## Requirement
A word-for-word transcript of every entry is required.

(Stored dataset items)

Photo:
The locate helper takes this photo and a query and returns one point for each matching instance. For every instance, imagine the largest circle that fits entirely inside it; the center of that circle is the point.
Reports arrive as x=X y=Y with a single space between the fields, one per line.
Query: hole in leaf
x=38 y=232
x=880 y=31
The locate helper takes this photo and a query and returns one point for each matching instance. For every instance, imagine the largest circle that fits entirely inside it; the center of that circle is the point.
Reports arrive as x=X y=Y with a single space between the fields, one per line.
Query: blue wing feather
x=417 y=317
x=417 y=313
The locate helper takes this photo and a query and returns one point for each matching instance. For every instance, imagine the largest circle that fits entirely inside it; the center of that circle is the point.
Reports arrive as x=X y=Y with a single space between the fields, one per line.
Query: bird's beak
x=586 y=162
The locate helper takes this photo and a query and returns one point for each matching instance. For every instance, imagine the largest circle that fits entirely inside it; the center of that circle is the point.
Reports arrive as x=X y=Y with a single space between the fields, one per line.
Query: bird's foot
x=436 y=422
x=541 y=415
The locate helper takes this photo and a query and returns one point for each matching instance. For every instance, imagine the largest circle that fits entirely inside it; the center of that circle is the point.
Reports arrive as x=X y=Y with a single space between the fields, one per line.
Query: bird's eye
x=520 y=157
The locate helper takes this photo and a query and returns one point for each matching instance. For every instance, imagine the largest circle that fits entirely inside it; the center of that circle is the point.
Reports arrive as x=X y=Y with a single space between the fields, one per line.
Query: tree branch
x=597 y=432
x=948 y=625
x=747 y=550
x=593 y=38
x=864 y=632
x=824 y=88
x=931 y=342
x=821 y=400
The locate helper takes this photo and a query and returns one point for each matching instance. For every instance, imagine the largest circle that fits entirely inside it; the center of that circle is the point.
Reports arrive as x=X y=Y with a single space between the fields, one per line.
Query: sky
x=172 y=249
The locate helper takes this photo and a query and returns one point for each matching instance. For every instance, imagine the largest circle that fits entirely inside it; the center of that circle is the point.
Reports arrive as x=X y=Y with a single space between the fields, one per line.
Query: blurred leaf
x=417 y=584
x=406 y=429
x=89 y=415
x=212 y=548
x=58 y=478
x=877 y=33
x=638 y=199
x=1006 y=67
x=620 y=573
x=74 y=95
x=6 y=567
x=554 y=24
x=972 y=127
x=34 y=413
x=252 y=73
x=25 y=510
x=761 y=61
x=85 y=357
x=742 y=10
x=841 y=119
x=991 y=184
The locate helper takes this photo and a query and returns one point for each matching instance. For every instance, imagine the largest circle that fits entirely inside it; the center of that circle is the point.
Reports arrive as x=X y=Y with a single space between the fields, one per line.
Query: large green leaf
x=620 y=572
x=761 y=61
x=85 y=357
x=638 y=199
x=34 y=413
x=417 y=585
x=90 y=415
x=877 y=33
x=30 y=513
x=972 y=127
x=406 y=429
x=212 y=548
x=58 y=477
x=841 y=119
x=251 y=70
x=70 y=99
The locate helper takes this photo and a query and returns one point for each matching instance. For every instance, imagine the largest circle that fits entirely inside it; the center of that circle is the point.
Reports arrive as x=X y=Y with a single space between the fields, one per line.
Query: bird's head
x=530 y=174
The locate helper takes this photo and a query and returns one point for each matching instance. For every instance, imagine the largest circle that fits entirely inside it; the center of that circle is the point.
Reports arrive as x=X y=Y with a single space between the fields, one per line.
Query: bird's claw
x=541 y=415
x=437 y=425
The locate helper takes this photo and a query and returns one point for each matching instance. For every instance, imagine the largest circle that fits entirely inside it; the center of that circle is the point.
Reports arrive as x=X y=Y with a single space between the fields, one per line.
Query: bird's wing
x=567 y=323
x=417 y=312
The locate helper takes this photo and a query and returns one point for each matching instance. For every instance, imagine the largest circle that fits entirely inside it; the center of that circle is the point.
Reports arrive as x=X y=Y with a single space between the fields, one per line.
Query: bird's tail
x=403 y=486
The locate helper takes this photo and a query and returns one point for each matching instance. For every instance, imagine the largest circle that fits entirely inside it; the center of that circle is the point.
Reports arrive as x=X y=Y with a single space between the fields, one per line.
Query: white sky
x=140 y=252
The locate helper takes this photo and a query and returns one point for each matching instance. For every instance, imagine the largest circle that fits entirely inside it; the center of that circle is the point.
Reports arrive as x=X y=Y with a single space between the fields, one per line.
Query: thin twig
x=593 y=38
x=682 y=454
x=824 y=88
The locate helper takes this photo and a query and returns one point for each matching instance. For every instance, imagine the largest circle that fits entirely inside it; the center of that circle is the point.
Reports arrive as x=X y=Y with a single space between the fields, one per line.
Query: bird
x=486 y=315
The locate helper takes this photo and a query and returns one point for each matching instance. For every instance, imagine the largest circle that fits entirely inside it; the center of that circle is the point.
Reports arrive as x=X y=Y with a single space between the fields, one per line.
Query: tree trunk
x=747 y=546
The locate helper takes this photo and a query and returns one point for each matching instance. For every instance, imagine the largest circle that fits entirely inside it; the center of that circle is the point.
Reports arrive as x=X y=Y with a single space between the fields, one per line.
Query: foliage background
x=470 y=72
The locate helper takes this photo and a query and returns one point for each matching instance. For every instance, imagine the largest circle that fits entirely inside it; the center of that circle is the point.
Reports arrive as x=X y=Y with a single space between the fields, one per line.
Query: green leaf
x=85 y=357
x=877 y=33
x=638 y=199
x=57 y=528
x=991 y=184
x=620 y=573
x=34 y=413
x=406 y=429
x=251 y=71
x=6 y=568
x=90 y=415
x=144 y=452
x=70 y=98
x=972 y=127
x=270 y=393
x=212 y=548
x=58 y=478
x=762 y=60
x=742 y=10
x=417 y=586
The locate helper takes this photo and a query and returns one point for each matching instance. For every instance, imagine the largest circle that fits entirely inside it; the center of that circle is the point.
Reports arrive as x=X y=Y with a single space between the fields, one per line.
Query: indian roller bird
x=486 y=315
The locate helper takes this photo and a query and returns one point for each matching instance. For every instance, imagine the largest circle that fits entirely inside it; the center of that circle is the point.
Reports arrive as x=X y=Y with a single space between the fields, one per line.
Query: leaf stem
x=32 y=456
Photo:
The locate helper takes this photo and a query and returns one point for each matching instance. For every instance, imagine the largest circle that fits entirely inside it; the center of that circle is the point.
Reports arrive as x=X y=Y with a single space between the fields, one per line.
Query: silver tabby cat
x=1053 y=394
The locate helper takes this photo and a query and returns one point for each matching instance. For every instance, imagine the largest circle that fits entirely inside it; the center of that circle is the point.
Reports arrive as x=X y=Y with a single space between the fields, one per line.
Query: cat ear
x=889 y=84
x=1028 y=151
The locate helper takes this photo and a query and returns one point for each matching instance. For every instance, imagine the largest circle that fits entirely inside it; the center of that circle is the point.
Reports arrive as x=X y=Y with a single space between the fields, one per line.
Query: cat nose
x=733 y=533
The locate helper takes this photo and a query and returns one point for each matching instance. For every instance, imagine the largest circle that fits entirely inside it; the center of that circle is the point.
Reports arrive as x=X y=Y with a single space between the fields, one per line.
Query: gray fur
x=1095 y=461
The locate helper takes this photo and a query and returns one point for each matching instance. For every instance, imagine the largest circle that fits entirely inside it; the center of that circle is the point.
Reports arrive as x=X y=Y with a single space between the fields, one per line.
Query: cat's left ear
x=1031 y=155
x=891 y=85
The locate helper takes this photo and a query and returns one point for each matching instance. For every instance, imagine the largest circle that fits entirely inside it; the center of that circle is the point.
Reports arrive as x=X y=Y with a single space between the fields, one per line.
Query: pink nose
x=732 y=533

## Result
Photo:
The locate helper takes this photo and a query and returns one point for each matching instance. For every instance, imagine the largest circle that fits entirely inside it; the center of that circle is the point.
Reports arrive as x=X y=Y with a single space between the fields, one per line.
Query: hole in leaf
x=38 y=232
x=880 y=31
The locate helper takes this photo and a query and returns one point for each matching instance. For every instance, imagine the largest circle that fits entirely inside it; the center of that circle is the point.
Reports arrive as x=X y=Y with a single space between the fields, one per line.
Query: blue wing feather
x=417 y=317
x=417 y=313
The locate helper takes this photo and a query and returns one point for each matching instance. For every instance, imagine the largest circle that fits entirely inside it; the center of that circle is the point.
Reports arrive as x=X y=Y with a single space between the fields, one per line.
Query: bird's beak
x=586 y=162
The locate helper takes this photo and a query and returns one point for each matching instance. For every instance, imagine the largest circle that fits entirely inside it; the center of that circle is the point.
Reports arrive as x=X y=Y with a single space between the fields, one per line.
Query: bird's foot
x=436 y=422
x=541 y=415
The locate helper takes this photo and a query and returns one point for each matching instance. For every instance, imagine the largest circle that fits entirely inside it; the center of that circle is the point.
Reports arrive as x=X y=Y with a single space between the fields, one per line.
Query: bird's eye
x=520 y=157
The locate helper takes this photo and a query and returns one point for each matching instance. For every instance, imagine the largest circle that fits entirely inside it; the center of that circle is the point.
Reports arrive as x=X y=Y with a single space between the fields, one per line.
Query: tree branch
x=597 y=432
x=948 y=625
x=747 y=550
x=593 y=38
x=864 y=632
x=824 y=88
x=931 y=342
x=821 y=400
The locate helper takes this photo and a query and returns one point for each matching instance. For every instance, imagine the largest circle that fits entirely inside it; the center of that circle is the point.
Reports arrive as x=X y=Y with a single space between the fields, one per line.
Query: sky
x=172 y=249
The locate helper takes this photo and a query and returns one point for each matching instance. For every instance, imagine the largest circle that fits entirely inside it; the center of that circle is the point.
Reports arrive as x=X y=Y with a single space between the fields, one per line.
Query: blurred leaf
x=417 y=584
x=406 y=429
x=89 y=415
x=212 y=548
x=58 y=478
x=877 y=33
x=638 y=199
x=1006 y=67
x=620 y=573
x=74 y=95
x=6 y=567
x=554 y=24
x=972 y=127
x=34 y=413
x=252 y=73
x=25 y=510
x=761 y=61
x=85 y=357
x=742 y=10
x=841 y=119
x=991 y=184
The locate helper takes this photo and a query and returns one point for each matching instance. For every instance, imagine the largest circle that fits entirely inside it; the center of that circle is the point.
Reports arrive as x=X y=Y with a single space between the fields, one per line.
Query: large green leaf
x=620 y=572
x=761 y=61
x=85 y=357
x=638 y=199
x=34 y=413
x=417 y=585
x=90 y=415
x=877 y=33
x=30 y=513
x=972 y=127
x=406 y=429
x=212 y=548
x=58 y=477
x=841 y=119
x=251 y=70
x=70 y=99
The locate helper takes this photo and a query and returns one point for each matching instance. For every instance, imagine the largest circle that fits entirely inside it; the center of that circle is the point.
Reports arrive as x=X y=Y with a single space between the fields, one per line.
Query: bird's head
x=530 y=174
The locate helper takes this photo and a query and returns one point for each matching instance. For every instance, imagine the largest circle that fits entirely inside it; the center of that circle is the point.
Reports arrive as x=X y=Y with a single space between the fields, one per line.
Query: bird's claw
x=541 y=415
x=437 y=425
The locate helper takes this photo and a query and returns one point for each matching instance. For every instance, imagine the largest circle that fits entirely inside it; the center of that circle is the point.
Reports arrive as x=X y=Y with a single space between the fields, one per line.
Query: bird's wing
x=567 y=323
x=417 y=312
The locate helper takes this photo and a query and returns one point for each matching instance. For every instance, imagine the largest circle that fits entirely inside it; the center of that circle is the point.
Reports arrive as x=X y=Y with a single space between the fields, one per line.
Query: bird's tail
x=403 y=486
The locate helper takes this photo and a query and returns one point for each matching instance. For every instance, imagine the largest circle that fits entirely inside it; the center of that circle is the point.
Reports arrive as x=X y=Y with a single space between the fields, one per line.
Query: white sky
x=140 y=252
The locate helper takes this photo and a query and returns one point for each matching instance. For every instance, imagine the largest circle that fits entirely inside it; the center of that circle is the point.
Reports arrive as x=X y=Y with a single space between the fields, one per line.
Query: thin twig
x=593 y=38
x=682 y=454
x=824 y=88
The locate helper takes this photo and a query and returns one point for each matching instance. For every instance, imagine the largest circle that fits entirely inside it; the center of that circle is the point.
Reports arrive as x=X y=Y with a single space between the fields, one per line.
Query: bird
x=486 y=315
The locate helper takes this photo and a query and returns one point for each matching instance. For every instance, imagine the largest circle that fits entirely inside it; the center of that circle is the point.
Reports arrive as x=X y=Y with a single space between the fields, one per line.
Query: tree trunk
x=747 y=546
The locate helper takes this photo and a query and returns one point for each matching instance. For every instance, imagine the largest circle that fits entirely inside it; the center of that circle is the point.
Reports arrive as x=X y=Y with a single space between the fields, one per line.
Query: foliage background
x=470 y=72
The locate helper takes this photo and a query and returns one point for each matching instance. For every instance, imagine the largest circle that fits entirely inside it; the center of that circle is the point.
Reports arrive as x=X y=Y with a single space between the fields, one per line.
Query: green leaf
x=85 y=357
x=877 y=33
x=638 y=199
x=57 y=528
x=991 y=184
x=620 y=573
x=34 y=413
x=406 y=429
x=251 y=71
x=6 y=568
x=90 y=415
x=144 y=452
x=70 y=98
x=972 y=127
x=270 y=393
x=212 y=548
x=58 y=478
x=762 y=60
x=742 y=10
x=417 y=586
The locate helper takes this photo and a query and returns one point for each matching instance. For every instance, imagine the largest circle that fits entirely inside it; the center of that circle is the point.
Reports arrive as x=X y=Y with a single space between the fields, one per line.
Query: indian roller bird
x=486 y=315
The locate helper takes this photo and a query and returns one point for each matching instance. For every instance, imagine the largest circle that fits entirely inside it; the center of that circle is the point.
Reports arrive as x=X y=Y with a single space between the fields, one per line.
Query: leaf stem
x=32 y=456
Photo:
The locate helper takes this photo and a query and returns one point for each matching instance. For every instance, imagine the largest circle that fits entirely inside it; the center of that circle is the point.
Reports arrive as x=X y=Y with a single space between the fields, one per line.
Query: silver tabby cat
x=1053 y=394
The locate helper takes this photo and a query and returns one point for each matching instance. For every instance, imagine the largest circle that fits entirely inside it; the center of that circle is the point.
Reports arrive as x=X y=Y with a single space between the fields, one per line.
Query: cat ear
x=889 y=84
x=1028 y=151
The locate helper takes this photo and a query and returns one point for each matching instance. For every instance, imagine the largest circle that fits entirely inside it; the center of that circle is the point.
Reports arrive as x=X y=Y with a single space between the fields, one per line.
Query: cat nose
x=733 y=533
The locate helper takes this photo and a query and returns one point for each matching instance. For every instance, imagine the largest circle that fits entirely inside it; the center of that circle is the point.
Reports arrive as x=X y=Y with a single space between the fields, one per line.
Query: gray fur
x=1095 y=461
The locate helper takes this photo and a query and returns one point for each matching instance. For every instance, imagine the largest circle that fits entirely inside it; the center of that circle is the point.
Reports arrive as x=X y=Y with a single space between the fields, one per line.
Query: cat's left ear
x=1031 y=155
x=891 y=85
The locate helper takes this photo and a query and returns one point for each matching instance. For every instance, imagine the largest circle that fits entirely inside it; the center of that circle is the point.
Reports arrive as x=X y=Y with a single space between the fields, one per line.
Query: pink nose
x=732 y=533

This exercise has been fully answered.